## Exercise aim:
Could you write out the entries character for character, from the first line through the line containing "Mark the region", including both of those lines?

## Given records:
--- Begin ---

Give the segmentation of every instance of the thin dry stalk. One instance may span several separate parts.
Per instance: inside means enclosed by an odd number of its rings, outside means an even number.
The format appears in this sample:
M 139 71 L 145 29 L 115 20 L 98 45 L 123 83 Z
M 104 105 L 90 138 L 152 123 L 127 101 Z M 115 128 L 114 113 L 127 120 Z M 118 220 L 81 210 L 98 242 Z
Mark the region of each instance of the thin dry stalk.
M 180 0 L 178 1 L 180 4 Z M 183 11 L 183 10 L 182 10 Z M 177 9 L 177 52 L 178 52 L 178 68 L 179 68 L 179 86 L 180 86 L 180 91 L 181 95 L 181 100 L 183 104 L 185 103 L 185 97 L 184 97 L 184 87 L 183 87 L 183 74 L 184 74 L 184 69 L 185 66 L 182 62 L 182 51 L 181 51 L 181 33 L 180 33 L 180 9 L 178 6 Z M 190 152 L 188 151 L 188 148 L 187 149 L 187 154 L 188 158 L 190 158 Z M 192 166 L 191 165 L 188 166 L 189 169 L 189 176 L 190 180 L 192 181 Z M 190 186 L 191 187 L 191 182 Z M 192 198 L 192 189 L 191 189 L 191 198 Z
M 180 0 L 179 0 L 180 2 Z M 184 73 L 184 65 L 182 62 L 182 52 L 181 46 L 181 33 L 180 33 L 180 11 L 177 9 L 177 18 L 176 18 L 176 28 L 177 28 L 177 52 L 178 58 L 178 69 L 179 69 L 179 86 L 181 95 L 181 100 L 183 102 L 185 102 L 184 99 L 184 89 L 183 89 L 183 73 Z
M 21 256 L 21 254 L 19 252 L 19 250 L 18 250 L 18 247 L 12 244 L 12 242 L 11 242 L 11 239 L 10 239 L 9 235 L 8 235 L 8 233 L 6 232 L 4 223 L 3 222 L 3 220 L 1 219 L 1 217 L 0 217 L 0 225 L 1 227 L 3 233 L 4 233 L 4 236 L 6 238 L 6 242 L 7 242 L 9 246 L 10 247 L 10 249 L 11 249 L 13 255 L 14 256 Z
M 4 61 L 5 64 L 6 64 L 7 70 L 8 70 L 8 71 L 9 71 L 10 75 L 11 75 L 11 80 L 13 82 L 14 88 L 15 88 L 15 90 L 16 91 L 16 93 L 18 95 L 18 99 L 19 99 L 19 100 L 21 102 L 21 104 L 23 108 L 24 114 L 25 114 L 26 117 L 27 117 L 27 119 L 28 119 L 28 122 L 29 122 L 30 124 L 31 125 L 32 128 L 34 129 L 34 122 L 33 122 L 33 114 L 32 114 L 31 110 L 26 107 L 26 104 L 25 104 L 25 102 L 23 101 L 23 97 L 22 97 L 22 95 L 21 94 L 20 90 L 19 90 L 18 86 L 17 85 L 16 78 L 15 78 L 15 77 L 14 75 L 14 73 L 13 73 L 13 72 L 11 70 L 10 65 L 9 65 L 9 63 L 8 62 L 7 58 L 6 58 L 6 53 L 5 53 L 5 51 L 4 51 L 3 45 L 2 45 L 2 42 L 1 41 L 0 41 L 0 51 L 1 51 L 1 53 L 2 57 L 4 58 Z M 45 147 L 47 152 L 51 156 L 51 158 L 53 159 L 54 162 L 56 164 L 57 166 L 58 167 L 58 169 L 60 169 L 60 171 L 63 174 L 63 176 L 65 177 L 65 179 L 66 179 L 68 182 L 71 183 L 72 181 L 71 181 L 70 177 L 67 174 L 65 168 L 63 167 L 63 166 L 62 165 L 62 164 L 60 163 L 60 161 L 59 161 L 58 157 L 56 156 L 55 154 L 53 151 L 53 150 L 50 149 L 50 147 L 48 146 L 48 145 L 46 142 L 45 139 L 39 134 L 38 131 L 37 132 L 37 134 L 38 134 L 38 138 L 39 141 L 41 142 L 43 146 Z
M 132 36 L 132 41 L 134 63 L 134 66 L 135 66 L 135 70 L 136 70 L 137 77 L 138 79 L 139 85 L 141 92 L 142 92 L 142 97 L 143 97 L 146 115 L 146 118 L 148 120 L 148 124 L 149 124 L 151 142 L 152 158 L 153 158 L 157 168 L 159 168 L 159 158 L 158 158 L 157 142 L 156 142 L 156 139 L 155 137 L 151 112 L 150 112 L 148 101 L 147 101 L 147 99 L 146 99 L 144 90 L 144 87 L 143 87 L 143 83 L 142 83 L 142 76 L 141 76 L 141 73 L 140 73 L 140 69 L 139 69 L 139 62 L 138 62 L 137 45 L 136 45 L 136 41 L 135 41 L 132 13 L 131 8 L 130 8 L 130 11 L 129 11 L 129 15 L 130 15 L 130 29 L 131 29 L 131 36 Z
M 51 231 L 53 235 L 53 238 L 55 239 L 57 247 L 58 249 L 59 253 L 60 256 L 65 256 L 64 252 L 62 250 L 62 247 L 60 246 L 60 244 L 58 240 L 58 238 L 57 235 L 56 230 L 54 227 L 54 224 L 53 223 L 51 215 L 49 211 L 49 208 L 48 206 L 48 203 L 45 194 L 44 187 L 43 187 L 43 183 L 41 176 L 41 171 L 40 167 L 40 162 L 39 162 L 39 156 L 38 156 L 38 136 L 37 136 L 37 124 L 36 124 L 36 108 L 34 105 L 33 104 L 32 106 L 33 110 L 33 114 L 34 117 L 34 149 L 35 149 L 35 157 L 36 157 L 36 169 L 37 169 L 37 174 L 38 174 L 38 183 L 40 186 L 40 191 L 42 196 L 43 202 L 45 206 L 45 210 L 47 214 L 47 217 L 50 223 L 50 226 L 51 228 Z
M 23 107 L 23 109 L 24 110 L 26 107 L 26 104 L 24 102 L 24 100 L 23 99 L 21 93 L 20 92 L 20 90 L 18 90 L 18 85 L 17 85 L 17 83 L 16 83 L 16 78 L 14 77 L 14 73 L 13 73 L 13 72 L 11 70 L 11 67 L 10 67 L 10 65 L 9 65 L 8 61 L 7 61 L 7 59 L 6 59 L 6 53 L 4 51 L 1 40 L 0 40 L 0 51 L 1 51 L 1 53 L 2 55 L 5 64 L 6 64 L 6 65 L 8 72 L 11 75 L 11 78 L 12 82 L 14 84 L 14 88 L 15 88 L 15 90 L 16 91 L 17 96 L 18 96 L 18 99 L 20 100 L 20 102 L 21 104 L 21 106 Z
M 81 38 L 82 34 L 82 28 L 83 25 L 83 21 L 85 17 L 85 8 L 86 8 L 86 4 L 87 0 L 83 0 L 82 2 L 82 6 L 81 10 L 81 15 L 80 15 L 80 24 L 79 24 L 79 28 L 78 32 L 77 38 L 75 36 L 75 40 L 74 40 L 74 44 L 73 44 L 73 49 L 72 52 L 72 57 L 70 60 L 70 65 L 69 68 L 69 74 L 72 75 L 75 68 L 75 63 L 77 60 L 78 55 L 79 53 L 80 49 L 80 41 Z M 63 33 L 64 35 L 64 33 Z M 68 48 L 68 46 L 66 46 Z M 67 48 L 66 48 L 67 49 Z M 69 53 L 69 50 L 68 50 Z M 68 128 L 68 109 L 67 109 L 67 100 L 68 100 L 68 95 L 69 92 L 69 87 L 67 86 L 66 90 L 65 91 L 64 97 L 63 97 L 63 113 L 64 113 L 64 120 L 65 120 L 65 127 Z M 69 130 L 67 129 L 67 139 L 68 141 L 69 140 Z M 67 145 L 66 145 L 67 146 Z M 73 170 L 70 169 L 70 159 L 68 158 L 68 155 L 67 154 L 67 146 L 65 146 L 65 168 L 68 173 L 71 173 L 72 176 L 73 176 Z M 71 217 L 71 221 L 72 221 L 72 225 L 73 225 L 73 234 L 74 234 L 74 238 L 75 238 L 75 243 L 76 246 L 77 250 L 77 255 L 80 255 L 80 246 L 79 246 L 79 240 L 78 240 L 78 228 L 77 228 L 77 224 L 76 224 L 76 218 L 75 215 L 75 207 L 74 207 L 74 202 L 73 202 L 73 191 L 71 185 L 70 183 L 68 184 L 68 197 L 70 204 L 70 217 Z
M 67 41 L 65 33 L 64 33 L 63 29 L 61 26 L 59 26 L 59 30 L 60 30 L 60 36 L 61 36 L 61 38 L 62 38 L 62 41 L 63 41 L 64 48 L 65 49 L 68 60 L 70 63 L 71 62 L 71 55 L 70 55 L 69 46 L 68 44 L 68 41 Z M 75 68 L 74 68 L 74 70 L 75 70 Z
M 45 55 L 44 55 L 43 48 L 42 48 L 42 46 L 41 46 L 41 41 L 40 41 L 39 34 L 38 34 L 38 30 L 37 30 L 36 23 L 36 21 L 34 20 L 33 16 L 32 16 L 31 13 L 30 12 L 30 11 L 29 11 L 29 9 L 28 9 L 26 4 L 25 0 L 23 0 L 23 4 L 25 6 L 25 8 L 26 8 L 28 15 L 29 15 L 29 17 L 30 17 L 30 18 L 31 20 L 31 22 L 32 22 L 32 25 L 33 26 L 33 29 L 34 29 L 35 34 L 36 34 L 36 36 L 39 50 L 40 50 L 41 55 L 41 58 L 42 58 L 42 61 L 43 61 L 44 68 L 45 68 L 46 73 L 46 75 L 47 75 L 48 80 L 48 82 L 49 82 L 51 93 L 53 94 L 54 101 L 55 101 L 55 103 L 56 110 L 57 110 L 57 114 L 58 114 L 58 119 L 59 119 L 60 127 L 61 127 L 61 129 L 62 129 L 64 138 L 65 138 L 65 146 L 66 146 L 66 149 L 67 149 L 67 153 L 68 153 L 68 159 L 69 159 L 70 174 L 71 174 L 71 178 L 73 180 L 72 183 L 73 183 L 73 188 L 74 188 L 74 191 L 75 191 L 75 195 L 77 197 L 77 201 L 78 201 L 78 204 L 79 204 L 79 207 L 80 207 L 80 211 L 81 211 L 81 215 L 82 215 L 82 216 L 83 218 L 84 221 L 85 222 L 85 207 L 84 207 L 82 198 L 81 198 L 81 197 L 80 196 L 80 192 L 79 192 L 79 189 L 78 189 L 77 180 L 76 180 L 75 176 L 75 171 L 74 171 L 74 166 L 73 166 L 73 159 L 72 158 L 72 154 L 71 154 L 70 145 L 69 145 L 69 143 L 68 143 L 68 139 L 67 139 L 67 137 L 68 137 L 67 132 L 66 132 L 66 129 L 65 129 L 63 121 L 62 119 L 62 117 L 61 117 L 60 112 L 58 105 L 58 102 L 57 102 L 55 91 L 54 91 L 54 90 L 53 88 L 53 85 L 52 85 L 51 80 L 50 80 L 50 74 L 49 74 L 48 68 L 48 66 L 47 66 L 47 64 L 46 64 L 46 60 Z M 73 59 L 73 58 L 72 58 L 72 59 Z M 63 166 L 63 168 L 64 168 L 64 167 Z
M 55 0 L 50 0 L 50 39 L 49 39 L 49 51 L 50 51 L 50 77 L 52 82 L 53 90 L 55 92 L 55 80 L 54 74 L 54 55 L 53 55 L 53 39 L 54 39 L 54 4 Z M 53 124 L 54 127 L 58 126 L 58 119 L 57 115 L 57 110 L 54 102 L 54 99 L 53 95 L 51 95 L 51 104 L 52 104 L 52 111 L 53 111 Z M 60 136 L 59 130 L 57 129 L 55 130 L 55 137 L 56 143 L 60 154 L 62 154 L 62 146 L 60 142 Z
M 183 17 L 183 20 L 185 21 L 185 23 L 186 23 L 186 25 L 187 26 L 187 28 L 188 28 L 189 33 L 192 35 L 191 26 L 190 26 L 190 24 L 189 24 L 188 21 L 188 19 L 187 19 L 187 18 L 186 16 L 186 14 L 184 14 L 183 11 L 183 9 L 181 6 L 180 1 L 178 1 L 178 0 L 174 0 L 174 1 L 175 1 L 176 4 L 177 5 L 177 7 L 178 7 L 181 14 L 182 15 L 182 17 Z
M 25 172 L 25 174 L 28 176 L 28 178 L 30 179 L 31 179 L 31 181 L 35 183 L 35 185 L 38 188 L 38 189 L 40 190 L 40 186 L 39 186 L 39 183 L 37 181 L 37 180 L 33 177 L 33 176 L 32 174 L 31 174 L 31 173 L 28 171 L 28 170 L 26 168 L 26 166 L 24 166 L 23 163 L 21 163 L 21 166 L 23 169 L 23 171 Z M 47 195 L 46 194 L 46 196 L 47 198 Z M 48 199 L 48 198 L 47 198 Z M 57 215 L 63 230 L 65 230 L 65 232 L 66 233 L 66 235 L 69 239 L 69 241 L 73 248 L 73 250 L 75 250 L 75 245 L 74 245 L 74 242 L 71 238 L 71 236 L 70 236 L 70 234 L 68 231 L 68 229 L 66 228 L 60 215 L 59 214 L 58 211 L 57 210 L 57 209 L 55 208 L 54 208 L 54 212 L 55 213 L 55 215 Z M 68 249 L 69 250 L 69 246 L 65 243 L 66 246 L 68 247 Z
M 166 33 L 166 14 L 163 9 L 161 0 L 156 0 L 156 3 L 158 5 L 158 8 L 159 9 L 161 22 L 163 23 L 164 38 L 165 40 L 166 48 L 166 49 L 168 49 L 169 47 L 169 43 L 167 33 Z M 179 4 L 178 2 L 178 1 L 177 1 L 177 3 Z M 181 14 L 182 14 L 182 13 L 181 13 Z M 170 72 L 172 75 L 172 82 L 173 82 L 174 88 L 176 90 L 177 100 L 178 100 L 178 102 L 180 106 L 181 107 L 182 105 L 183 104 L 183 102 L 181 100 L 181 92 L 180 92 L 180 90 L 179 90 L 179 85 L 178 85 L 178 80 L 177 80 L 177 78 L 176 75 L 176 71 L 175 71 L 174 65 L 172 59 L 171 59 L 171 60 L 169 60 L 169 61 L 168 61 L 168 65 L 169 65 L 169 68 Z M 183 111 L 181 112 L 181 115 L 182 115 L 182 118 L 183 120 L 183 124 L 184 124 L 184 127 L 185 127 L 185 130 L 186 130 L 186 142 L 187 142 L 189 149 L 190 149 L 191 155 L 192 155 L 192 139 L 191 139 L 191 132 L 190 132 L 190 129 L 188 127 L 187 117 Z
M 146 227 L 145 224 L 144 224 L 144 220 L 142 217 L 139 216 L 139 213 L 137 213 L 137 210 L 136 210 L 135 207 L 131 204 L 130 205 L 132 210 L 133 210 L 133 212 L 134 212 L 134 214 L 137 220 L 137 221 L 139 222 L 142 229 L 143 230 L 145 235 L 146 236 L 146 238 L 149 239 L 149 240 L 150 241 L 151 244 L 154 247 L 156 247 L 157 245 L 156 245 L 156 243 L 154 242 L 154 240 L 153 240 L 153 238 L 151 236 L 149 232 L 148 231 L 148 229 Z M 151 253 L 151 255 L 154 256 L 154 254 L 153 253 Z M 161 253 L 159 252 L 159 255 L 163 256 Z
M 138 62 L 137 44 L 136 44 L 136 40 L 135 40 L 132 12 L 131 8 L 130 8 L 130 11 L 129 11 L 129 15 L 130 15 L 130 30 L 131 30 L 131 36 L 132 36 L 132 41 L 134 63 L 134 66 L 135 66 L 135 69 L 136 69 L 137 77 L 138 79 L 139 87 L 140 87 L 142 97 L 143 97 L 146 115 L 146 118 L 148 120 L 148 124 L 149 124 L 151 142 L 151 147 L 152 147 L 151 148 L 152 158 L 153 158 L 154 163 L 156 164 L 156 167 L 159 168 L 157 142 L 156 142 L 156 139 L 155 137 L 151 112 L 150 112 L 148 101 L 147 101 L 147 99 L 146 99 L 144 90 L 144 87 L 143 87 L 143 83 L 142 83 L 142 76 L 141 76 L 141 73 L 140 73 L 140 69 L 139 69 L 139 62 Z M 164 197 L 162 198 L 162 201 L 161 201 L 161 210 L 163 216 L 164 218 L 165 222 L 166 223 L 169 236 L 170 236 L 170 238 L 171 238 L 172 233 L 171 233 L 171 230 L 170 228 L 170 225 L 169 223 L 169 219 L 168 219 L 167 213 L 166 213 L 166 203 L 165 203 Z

--- End ---

## Worked answer:
Give the segmentation of every instance of the thin dry stalk. One instance may span several separate parts.
Per instance: inside means enclosed by an odd number of its rings, outside means an even number.
The format appears in this sample:
M 139 71 L 145 29 L 115 20 L 98 45 L 123 83 Z
M 104 105 L 90 138 L 152 123 L 127 101 Z M 115 128 L 114 113 L 127 120 Z M 118 220 L 81 210 L 98 242 Z
Mark the region of each instance of the thin dry stalk.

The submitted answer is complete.